**CONSIGNE**. Prolongez le récit sur l'entretien de la moto BMW en reprenant juste après sa dernière phrase.

**TEXTE EXTRAIT**.
_ _ _ _ _ _ _
Pour bien faire les choses, une vidange moteur tous les 5000 km et un remplacement des toutes les huiles  (moteur, boîte, cardan) et filtres tous les 10000 m'ont permis de conserver un moteur en bonne forme, et c'est une procédure que j'applique à toutes mes machines, la tranquillité vaut bien quelques litres d'huile.

Au chapitre bricolage, l'entretien courant se limitait à peu de choses, mais les plus grosses interventions (embrayage, joints de boîte, etc.) nécessitaient quelques outils spéciaux à faire perruquer par le tourneur-fraiseur du bout de la rue en échange d'une bonne bouteille, car on trouvait encore des officines qui travaillaient à l'ancienne, avec des machines datant du début de la révolution industrielle, sans les normes qui imposent maintenant à l'ouvrier de se tenir à plus de 25 mètres du moindre outil coupant, commandant toute opération via un ordinateur.

Maintenant, il faut faire sauter 12 sécurités pour accéder à la pièce en cours d'élaboration afin de pouvoir contrôler une cote, et pour refaire vite fait une passe d'un demi-millimètre il faut reprogrammer toute la machine, autant dire que pour faire tourner la plus simple des entretoises il faut prévoir un budget équivalent au PIB du Burkina Faso... Bon, passons et continuons sur les bricoleries effectuées sur cette moto.


Avec le temps, les carburateurs italiens cités plus haut présentaient quand même quelques défauts : Outre les pompes de reprise qui n'offraient qu'un léger surcroit d'accélération, peu sensible en raison de la surcharge pondérale du pilote, en échange de nombreux litres de combustible, l'usure des boisseaux et de la butée rendaient le réglage du ralenti et la synchronisation difficiles, impliquant là aussi une augmentation non négligeable des besoins en carburant. La suppression des pompes a permis d'améliorer un peu la situation au détriment d'une insignifiante perte de caractère, mais il a quand même fallu procéder au remplacement des carburateurs vers les 120000 Km. Pas de bol, les Dell'Orto de 38 étaient spécifiques à la BMW, donc un peu difficiles à trouver mais bien moins onéreux que les Bing.
_ _ _ _ _ _ _
**LISTE DES ENTRÉES**.
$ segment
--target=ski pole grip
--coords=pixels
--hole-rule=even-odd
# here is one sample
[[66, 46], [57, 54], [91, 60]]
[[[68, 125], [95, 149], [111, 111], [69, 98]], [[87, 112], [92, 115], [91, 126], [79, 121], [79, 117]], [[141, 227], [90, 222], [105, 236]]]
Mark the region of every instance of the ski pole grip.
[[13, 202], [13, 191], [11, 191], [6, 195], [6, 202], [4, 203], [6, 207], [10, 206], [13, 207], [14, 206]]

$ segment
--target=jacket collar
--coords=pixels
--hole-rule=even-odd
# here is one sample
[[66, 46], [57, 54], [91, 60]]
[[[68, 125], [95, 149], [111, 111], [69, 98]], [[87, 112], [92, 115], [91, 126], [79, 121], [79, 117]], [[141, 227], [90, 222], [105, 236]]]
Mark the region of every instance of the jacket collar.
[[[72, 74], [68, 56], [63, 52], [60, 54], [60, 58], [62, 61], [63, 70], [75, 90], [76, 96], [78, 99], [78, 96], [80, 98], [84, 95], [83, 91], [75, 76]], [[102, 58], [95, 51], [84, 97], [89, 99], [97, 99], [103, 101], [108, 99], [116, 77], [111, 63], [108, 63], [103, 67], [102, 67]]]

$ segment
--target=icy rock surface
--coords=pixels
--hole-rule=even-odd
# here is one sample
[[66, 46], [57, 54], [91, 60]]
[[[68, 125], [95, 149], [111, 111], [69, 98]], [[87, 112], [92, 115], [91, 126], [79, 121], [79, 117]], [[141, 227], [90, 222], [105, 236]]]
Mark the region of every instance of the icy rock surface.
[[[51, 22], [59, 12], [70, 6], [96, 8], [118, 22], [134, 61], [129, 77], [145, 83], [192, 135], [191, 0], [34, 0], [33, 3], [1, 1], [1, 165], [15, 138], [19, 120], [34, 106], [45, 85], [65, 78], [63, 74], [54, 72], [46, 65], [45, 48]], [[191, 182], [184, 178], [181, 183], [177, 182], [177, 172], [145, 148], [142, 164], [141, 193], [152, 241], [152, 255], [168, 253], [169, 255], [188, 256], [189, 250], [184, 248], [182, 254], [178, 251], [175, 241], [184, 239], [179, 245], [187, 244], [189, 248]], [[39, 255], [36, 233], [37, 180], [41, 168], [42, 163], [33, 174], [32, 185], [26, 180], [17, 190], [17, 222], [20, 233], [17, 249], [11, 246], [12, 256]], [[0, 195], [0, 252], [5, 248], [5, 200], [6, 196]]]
_ _ _ _ _ _ _
**RÉPONSE**.
Autre amélioration notable, un allumage électronique a remplacé les rupteurs au réglage délicat, assurant là aussi une meilleure régularité de fonctionnement.

Les années nonante touchant à leur fin, il a bien fallu abandonner le plomb dans l'essence, car on vivait une époque d'alchimistes qui transformaient ce vil métal en or pur, certains en imposant des taxes faramineuses face au super non plombé, d'autres en proposant des additifs à rajouter à chaque plein, et enfin quelques-uns en remplaçant les sièges et les soupapes pour des pièces adaptées aux exigences écologiques.

C'est cette dernière solution que j'ai fini par adopter, et bien m'en a pris car le moteur, fatigué par plus de cent mille kilomètres de bons et loyaux services, en a profité pour reprendre un petit coup de jeune. Et c'est reparti pour 60 000 Km, à partir desquels j'ai décidé d'accorder au flat-twin un retraite bien méritée, réservant son usage à la balade nostalgique du dimanche.

En résumé, la 90S méritait (et mérite toujours) l'auréole dont elle était parée, rompant l'image austère de "Moto de flic" du bicylindre teuton tout en gardant un côté "roule-toujours". Même si sa cote auprès des collectionneurs égale celle des tableaux de Van Gogh, elle ne mérite pas de rester dans un musée !

Si vous cherchez à en acheter une, envoyez-moi un mail pour avoir quelques conseils...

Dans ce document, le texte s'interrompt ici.